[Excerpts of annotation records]
--- start ---

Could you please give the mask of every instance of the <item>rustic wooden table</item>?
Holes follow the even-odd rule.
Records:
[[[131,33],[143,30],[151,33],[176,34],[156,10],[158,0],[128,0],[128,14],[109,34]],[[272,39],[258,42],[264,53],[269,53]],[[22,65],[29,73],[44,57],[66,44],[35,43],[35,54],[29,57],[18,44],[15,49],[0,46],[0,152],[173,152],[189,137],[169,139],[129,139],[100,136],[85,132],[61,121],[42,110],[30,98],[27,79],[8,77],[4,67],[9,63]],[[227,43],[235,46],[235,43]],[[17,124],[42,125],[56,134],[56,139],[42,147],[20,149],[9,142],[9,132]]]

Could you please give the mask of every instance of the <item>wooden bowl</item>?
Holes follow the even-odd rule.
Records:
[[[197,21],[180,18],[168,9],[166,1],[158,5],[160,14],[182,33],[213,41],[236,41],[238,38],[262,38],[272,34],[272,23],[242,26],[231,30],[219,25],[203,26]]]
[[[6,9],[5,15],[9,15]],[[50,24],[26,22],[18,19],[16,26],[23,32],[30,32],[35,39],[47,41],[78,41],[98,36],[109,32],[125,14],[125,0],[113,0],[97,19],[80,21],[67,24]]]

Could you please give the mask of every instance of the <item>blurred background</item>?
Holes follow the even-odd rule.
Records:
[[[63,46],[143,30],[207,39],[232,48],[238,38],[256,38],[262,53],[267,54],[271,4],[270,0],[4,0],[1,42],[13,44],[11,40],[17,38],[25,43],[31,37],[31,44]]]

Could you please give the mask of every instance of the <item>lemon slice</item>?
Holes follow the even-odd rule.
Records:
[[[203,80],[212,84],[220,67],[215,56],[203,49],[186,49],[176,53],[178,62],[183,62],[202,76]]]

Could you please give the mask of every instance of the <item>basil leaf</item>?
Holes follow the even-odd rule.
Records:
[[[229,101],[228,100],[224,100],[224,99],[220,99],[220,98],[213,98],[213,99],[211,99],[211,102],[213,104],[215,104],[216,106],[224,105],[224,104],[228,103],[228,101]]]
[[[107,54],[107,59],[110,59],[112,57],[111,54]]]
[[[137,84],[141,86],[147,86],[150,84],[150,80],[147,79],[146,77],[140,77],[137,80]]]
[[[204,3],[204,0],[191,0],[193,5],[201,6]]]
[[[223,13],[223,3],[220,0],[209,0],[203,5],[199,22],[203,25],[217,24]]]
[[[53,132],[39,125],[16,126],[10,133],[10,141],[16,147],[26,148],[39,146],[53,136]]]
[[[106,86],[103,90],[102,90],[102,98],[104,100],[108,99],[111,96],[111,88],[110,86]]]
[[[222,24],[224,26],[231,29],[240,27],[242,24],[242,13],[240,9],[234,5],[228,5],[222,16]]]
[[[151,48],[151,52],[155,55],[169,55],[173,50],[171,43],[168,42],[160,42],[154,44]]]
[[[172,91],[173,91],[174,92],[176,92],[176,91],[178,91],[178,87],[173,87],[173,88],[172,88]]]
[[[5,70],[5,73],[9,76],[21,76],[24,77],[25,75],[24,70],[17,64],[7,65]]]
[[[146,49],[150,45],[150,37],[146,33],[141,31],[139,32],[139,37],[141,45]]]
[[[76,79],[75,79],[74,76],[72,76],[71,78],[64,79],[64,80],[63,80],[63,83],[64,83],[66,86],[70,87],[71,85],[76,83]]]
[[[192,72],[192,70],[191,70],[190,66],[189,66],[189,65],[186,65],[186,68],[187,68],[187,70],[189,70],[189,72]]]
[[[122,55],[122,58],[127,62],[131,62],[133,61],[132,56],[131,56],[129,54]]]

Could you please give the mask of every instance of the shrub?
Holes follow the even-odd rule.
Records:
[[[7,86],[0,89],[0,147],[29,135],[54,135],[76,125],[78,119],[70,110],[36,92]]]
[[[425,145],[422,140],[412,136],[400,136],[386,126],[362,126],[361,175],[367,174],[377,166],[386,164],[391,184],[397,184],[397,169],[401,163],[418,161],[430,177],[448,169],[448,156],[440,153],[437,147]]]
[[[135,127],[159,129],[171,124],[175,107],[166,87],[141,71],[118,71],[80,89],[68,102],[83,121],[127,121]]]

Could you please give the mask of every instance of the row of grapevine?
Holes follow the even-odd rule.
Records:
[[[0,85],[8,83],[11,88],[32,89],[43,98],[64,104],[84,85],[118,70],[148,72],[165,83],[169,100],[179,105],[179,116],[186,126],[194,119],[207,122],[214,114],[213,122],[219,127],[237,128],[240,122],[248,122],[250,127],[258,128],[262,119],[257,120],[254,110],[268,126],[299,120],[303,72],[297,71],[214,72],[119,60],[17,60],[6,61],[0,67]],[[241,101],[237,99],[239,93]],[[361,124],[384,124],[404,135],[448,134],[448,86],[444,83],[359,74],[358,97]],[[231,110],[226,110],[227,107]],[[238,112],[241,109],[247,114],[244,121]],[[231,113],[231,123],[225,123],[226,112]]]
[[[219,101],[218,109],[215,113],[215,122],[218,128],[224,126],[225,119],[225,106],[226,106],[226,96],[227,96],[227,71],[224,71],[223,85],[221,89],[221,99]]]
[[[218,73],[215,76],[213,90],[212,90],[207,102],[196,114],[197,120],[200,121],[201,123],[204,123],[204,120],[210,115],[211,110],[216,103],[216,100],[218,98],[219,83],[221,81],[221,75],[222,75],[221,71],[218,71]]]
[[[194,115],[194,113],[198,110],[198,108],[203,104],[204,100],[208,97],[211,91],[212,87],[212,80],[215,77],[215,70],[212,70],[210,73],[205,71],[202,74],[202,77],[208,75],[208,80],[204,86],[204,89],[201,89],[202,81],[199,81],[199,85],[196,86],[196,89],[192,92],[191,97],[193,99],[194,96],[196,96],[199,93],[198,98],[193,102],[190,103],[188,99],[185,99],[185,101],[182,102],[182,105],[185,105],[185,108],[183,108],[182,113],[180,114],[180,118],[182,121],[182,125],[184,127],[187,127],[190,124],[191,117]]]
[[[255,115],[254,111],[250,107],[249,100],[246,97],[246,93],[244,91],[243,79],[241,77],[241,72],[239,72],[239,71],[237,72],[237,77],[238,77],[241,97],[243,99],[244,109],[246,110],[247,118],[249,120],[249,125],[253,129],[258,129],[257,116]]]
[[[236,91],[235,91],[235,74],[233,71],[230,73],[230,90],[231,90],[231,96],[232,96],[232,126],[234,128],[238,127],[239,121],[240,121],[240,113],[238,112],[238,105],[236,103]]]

--- end ---

- Task description
Print every line of the records exactly. Omit nothing.

- Reply
Could you please give the mask of every instance of the <item>rustic wooden table</item>?
Holes follow the even-odd rule.
Records:
[[[131,33],[143,30],[151,33],[176,34],[156,10],[158,0],[128,0],[128,14],[109,34]],[[272,39],[258,42],[264,53],[269,53]],[[22,65],[29,73],[44,57],[66,44],[35,43],[35,54],[29,57],[18,44],[15,49],[0,46],[0,152],[173,152],[189,137],[169,139],[129,139],[100,136],[85,132],[61,121],[42,110],[30,98],[27,79],[8,77],[4,67],[9,63]],[[227,43],[235,46],[235,43]],[[17,124],[42,125],[56,134],[56,139],[42,147],[20,149],[9,142],[9,132]]]

Could you please give the mask of every instance of the <item>wooden bowl</item>?
Holes follow the even-odd rule.
Records:
[[[197,21],[180,18],[168,9],[166,1],[158,5],[160,14],[182,33],[213,41],[236,41],[238,38],[262,38],[272,34],[272,23],[242,26],[231,30],[219,25],[203,26]]]
[[[6,9],[5,15],[9,15]],[[50,24],[26,22],[18,19],[16,26],[23,32],[30,32],[35,39],[47,41],[78,41],[98,36],[109,32],[125,14],[125,0],[113,0],[97,19],[80,21],[67,24]]]

Could you please give the mask of every instance of the <item>blurred background</item>?
Holes follow the even-odd rule.
Records:
[[[63,46],[143,30],[207,39],[232,48],[238,38],[256,38],[262,53],[267,54],[271,4],[270,0],[4,0],[1,42],[13,44],[11,40],[17,38],[25,43],[31,37],[31,44]]]

Could you please give the mask of every instance of the <item>lemon slice</item>?
Holes follow the even-odd rule.
Records:
[[[203,80],[212,84],[220,67],[215,56],[203,49],[186,49],[176,53],[178,62],[183,62],[202,76]]]

Could you please give the mask of every instance of the <item>basil leaf</item>?
Holes follow the even-odd rule.
Records:
[[[229,101],[228,100],[224,100],[224,99],[220,99],[220,98],[213,98],[213,99],[211,99],[211,102],[213,104],[215,104],[216,106],[224,105],[224,104],[228,103],[228,101]]]
[[[107,54],[107,59],[110,59],[112,57],[111,54]]]
[[[137,84],[141,86],[147,86],[150,84],[150,80],[147,79],[146,77],[140,77],[137,80]]]
[[[204,3],[204,0],[191,0],[193,5],[201,6]]]
[[[223,13],[223,3],[220,0],[209,0],[203,5],[199,22],[203,25],[217,24]]]
[[[53,132],[39,125],[16,126],[10,133],[10,141],[16,147],[26,148],[39,146],[53,136]]]
[[[106,86],[103,90],[102,90],[102,98],[104,100],[108,99],[111,96],[111,88],[110,86]]]
[[[222,24],[224,26],[231,29],[240,27],[242,24],[242,13],[240,9],[234,5],[228,5],[222,16]]]
[[[151,48],[151,52],[155,55],[169,55],[173,50],[171,43],[168,42],[160,42],[154,44]]]
[[[172,91],[173,91],[174,92],[176,92],[176,91],[178,91],[178,87],[173,87],[173,88],[172,88]]]
[[[5,70],[5,73],[9,76],[21,76],[24,77],[25,75],[24,70],[17,64],[7,65]]]
[[[146,49],[150,45],[150,37],[146,33],[141,31],[139,32],[139,37],[141,45]]]
[[[76,79],[75,79],[74,76],[72,76],[71,78],[64,79],[64,80],[63,80],[63,83],[64,83],[66,86],[70,87],[71,85],[76,83]]]
[[[192,72],[192,70],[191,70],[190,66],[189,66],[189,65],[186,65],[186,68],[187,68],[187,70],[189,70],[189,72]]]
[[[122,55],[122,58],[127,62],[131,62],[133,61],[132,56],[131,56],[129,54]]]

Could you please give the mask of every instance of the shrub?
Holes follow the even-odd rule.
Records:
[[[7,86],[0,89],[0,147],[29,135],[54,135],[76,125],[78,119],[70,110],[36,92]]]
[[[425,145],[422,140],[412,136],[400,136],[386,126],[362,126],[361,175],[367,174],[377,166],[386,164],[391,184],[397,184],[397,169],[401,163],[418,161],[430,177],[448,169],[448,156],[440,153],[437,147]]]
[[[135,127],[159,129],[171,124],[175,107],[166,87],[141,71],[118,71],[80,89],[68,102],[83,121],[127,121]]]

Could you please give the mask of every instance of the row of grapevine?
Holes follow the even-odd rule.
Records:
[[[0,85],[8,83],[11,88],[32,89],[43,98],[64,104],[84,85],[118,70],[148,72],[165,83],[169,100],[179,105],[179,116],[186,126],[194,119],[207,122],[214,114],[213,122],[219,127],[237,128],[240,122],[248,122],[250,127],[258,128],[262,119],[257,120],[254,110],[268,126],[299,120],[303,72],[297,71],[214,72],[119,60],[17,60],[6,61],[0,67]],[[241,101],[237,99],[239,93]],[[361,124],[384,124],[404,135],[448,134],[448,86],[444,83],[359,74],[358,97]],[[231,110],[226,110],[227,107]],[[238,112],[241,109],[247,114],[244,121]],[[231,113],[231,123],[225,123],[226,112]]]
[[[219,101],[218,109],[215,113],[215,122],[218,128],[224,126],[225,119],[225,106],[226,106],[226,96],[227,96],[227,71],[224,71],[223,85],[221,89],[221,99]]]
[[[218,73],[215,76],[213,90],[212,90],[207,102],[196,114],[197,120],[200,121],[201,123],[204,123],[204,120],[210,115],[211,110],[216,103],[216,100],[218,98],[219,83],[221,81],[221,75],[222,75],[221,71],[218,71]]]
[[[194,115],[194,113],[198,110],[198,108],[203,104],[204,100],[208,97],[211,91],[212,87],[212,80],[215,77],[215,70],[212,70],[210,73],[205,71],[202,74],[202,77],[208,75],[208,80],[204,86],[204,89],[201,89],[202,81],[199,81],[199,85],[196,86],[196,89],[192,92],[191,97],[193,99],[194,96],[196,96],[199,93],[198,98],[193,102],[190,103],[188,99],[185,99],[185,101],[182,102],[182,105],[185,105],[185,108],[183,108],[182,113],[180,114],[180,118],[182,121],[182,125],[184,127],[187,127],[190,124],[191,117]]]
[[[255,115],[254,111],[250,107],[249,100],[246,97],[246,93],[244,91],[243,79],[241,77],[241,72],[239,72],[239,71],[237,72],[237,77],[238,77],[241,97],[243,99],[244,109],[246,110],[247,118],[249,120],[249,125],[253,129],[258,129],[257,116]]]
[[[236,91],[235,91],[235,74],[233,71],[230,73],[230,90],[231,90],[231,96],[232,96],[232,126],[234,128],[238,127],[239,121],[240,121],[240,113],[238,112],[238,105],[236,103]]]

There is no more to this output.